Ce ne serait, bien sûr, pas le seul secteur concerné. Au niveau mondial, le nombre d’emplois dans les énergies renouvelables est évalué à 28,8 millions en 2050, au lieu de 10,3 millions aujourd’hui.

L’association Negawatt, qui a mis en place un scénario sérieux de transition énergétique en France, évalue la création d’emplois nets à 380 000 en 2030. Les postes dans la rénovation des bâtiments, les transports en commun, le fret ferroviaire et fluvial, les énergies renouvelables et les activités de réparation compensent les baisses d’emplois dans la construction de bâtiments neufs, les transports routiers ou les énergies non renouvelables.

« Il est possible de créer des emplois sans croissance grâce à la reconversion écologique, mais aussi en diminuant le temps de travail, ajoute Dominique Méda. Afin de ne pas reproduire certaines erreurs commises lors de l’application de la loi sur les 35 heures en 2000, il faudrait contrôler davantage si le temps de travail dans les entreprises diminue effectivement. Dans le passé, on a eu tendance à ne supprimer que les temps de pause. On pourrait mettre en place des comités de suivi avec des salariés et conditionner les aides à la création d’emplois. »

^^^^^^^^

- CONSIGNES:
• a. D'après l'extrait sur l'emploi et la transition écologique, dites si chacune de ces affirmations est juste (oui ou non), en citant les mots qui tranchent : (i) Negawatt estime à 380 000 le nombre d'emplois nets créés en France en 2030 ; (ii) on compte aujourd'hui 28,8 millions d'emplois dans les énergies renouvelables dans le monde ; (iii) selon Dominique Méda, on a surtout supprimé les temps de pause par le passé.
• b. Relevez toutes les lignes des entrées où figure le mot « dead », et recopiez-les sans rien changer.

(Éléments de localisation)
^^^^^^^^

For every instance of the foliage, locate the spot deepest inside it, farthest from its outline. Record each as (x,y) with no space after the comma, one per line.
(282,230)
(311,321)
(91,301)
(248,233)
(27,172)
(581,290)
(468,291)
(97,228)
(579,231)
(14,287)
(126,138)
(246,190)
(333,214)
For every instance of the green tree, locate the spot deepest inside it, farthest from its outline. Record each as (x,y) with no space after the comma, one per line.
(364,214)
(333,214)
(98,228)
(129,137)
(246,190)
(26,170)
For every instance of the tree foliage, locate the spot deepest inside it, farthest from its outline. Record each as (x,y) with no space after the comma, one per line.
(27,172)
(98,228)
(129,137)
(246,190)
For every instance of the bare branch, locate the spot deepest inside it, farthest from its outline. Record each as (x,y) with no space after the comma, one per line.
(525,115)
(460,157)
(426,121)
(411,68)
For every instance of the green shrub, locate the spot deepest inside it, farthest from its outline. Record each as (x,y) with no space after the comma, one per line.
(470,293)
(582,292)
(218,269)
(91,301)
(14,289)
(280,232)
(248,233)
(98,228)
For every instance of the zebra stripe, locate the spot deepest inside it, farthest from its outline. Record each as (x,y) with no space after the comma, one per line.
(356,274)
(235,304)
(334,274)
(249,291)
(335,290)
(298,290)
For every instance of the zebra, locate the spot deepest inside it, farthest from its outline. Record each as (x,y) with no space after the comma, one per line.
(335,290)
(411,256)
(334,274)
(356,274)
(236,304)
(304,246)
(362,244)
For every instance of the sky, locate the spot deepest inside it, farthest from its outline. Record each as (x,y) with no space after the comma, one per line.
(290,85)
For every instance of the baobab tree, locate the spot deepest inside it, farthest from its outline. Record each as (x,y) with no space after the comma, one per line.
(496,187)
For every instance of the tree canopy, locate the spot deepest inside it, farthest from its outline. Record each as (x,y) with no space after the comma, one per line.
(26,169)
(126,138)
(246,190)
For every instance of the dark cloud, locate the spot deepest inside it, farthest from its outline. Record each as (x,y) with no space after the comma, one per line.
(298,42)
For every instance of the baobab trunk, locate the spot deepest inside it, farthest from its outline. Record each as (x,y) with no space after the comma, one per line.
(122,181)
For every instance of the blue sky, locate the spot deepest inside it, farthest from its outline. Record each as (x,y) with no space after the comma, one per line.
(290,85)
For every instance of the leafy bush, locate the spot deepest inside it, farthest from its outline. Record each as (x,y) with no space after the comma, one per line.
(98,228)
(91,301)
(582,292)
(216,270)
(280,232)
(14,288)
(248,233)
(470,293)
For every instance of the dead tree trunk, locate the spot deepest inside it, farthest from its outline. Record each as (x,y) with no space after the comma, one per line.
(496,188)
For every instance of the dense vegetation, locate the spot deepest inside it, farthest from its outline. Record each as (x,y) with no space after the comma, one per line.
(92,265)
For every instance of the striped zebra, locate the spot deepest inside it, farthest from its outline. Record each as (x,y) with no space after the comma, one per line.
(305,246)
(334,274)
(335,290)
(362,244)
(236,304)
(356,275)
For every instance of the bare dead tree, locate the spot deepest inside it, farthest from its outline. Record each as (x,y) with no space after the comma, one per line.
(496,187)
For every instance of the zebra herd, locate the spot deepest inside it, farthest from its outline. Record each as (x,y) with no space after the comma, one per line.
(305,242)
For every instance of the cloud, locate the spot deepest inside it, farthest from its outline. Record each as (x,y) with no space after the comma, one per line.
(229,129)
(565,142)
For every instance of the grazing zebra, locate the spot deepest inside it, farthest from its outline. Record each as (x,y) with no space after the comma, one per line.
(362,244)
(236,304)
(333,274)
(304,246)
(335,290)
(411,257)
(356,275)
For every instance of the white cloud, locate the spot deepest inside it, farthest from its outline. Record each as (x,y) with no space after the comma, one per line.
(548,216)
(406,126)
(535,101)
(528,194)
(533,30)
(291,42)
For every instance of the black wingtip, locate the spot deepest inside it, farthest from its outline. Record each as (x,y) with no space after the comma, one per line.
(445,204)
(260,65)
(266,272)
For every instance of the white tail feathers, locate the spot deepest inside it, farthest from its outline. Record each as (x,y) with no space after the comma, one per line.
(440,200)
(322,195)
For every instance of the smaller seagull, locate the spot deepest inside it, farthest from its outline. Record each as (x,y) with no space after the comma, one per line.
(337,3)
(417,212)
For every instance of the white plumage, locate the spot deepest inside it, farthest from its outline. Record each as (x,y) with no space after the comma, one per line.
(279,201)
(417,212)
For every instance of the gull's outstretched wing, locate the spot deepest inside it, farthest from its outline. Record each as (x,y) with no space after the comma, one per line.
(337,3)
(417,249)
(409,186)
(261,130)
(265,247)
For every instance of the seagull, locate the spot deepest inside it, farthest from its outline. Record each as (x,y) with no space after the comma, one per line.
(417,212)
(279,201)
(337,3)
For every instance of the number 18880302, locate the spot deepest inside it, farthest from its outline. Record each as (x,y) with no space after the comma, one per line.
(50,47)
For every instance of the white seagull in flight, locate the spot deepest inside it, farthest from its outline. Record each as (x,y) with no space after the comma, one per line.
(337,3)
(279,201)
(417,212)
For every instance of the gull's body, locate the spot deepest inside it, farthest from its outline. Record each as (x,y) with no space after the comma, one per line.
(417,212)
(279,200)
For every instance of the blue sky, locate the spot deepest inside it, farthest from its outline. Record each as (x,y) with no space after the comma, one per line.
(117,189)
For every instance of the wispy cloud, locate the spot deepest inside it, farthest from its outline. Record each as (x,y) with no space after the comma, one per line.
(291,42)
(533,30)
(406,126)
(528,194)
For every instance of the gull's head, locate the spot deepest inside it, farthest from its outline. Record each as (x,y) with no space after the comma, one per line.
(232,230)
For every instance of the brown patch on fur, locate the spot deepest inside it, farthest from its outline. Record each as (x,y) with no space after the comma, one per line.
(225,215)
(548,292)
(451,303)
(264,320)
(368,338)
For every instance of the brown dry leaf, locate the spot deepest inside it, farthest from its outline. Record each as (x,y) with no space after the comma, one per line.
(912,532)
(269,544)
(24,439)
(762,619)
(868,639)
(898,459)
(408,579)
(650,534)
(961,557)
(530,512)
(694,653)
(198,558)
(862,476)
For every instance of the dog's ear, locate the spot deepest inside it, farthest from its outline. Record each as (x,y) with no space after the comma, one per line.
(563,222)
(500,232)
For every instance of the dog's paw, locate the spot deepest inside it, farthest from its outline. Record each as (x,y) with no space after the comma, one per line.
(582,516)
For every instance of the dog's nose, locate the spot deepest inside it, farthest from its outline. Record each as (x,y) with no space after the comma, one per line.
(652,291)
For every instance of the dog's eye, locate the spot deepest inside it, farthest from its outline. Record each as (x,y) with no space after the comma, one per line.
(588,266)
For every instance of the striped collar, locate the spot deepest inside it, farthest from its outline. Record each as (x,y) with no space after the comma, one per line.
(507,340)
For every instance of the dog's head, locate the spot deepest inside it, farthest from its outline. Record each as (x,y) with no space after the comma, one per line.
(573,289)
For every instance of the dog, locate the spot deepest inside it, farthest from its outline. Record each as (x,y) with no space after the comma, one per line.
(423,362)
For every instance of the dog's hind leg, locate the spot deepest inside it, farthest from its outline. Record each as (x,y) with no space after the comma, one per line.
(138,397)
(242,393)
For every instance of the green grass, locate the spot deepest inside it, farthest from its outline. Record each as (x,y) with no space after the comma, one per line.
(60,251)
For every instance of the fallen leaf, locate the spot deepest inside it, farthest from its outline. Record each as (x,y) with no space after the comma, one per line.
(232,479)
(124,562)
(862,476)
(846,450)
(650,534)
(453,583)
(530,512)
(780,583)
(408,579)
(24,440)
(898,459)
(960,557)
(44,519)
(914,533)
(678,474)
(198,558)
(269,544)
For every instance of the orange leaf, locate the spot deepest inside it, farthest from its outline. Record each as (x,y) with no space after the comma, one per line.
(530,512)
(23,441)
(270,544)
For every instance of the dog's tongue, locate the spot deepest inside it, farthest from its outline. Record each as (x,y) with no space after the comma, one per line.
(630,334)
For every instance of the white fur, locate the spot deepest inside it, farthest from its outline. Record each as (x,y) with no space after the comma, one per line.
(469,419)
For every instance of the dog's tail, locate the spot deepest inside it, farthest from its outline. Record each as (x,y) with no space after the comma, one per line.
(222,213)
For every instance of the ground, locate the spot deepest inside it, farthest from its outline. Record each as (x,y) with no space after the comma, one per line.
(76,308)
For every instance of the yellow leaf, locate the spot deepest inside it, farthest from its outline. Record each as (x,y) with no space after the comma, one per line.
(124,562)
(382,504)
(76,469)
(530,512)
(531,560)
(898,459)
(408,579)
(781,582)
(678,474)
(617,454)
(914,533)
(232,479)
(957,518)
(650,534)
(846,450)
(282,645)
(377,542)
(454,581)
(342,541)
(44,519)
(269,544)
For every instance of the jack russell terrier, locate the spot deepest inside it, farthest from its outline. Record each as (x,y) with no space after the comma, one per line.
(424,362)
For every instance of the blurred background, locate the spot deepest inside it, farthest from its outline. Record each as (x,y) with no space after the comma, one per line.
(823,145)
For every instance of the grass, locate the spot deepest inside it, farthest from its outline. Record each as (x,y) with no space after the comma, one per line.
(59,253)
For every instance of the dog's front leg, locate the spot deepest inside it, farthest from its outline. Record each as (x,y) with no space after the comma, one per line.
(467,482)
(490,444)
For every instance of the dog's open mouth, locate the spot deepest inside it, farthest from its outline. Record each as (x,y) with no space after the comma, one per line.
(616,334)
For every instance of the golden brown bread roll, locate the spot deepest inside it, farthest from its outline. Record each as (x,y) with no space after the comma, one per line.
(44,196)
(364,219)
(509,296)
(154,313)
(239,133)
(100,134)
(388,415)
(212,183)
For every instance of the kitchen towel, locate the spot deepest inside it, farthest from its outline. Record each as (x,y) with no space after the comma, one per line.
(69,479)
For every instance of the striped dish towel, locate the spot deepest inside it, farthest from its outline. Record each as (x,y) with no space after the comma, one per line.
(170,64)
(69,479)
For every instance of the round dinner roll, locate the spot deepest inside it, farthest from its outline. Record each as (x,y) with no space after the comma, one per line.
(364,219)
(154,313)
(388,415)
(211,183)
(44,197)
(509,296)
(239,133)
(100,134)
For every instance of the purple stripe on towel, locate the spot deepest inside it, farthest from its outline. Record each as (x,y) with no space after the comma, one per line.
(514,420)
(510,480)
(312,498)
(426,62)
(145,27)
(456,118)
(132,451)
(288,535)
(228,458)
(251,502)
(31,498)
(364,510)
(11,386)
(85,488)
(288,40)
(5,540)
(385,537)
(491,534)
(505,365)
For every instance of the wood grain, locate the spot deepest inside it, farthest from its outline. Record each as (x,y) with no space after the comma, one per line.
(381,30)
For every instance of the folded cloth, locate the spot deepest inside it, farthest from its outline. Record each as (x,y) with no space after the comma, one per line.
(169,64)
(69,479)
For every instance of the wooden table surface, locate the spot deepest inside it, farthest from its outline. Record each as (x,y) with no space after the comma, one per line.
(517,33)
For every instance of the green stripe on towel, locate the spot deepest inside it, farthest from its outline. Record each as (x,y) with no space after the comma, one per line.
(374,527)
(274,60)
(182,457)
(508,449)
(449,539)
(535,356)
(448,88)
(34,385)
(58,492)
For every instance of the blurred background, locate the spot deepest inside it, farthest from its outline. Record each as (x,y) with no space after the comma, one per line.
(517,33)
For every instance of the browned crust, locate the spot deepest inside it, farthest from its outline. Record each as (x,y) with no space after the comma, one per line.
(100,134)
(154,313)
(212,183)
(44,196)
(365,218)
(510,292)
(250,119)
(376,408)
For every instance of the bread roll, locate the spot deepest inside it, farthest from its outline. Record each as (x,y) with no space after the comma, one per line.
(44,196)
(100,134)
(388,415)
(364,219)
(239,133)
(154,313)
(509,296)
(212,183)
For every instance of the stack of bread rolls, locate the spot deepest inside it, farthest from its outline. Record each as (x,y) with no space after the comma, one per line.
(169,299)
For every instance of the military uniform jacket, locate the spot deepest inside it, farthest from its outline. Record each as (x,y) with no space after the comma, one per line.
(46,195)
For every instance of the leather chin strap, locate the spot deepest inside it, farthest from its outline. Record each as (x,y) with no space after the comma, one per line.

^^^^^^^^

- RÉPONSES COMPLÈTES:
• a.
(i) Oui : « évalue la création d’emplois nets à 380 000 en 2030 ».
(ii) Non : « est évalué à 28,8 millions en 2050, au lieu de 10,3 millions aujourd’hui ».
(iii) Oui : « Dans le passé, on a eu tendance à ne supprimer que les temps de pause. »

• b.
For every instance of the dead tree trunk, locate the spot deepest inside it, farthest from its outline. Record each as (x,y) with no space after the comma, one per line.
For every instance of the bare dead tree, locate the spot deepest inside it, farthest from its outline. Record each as (x,y) with no space after the comma, one per line.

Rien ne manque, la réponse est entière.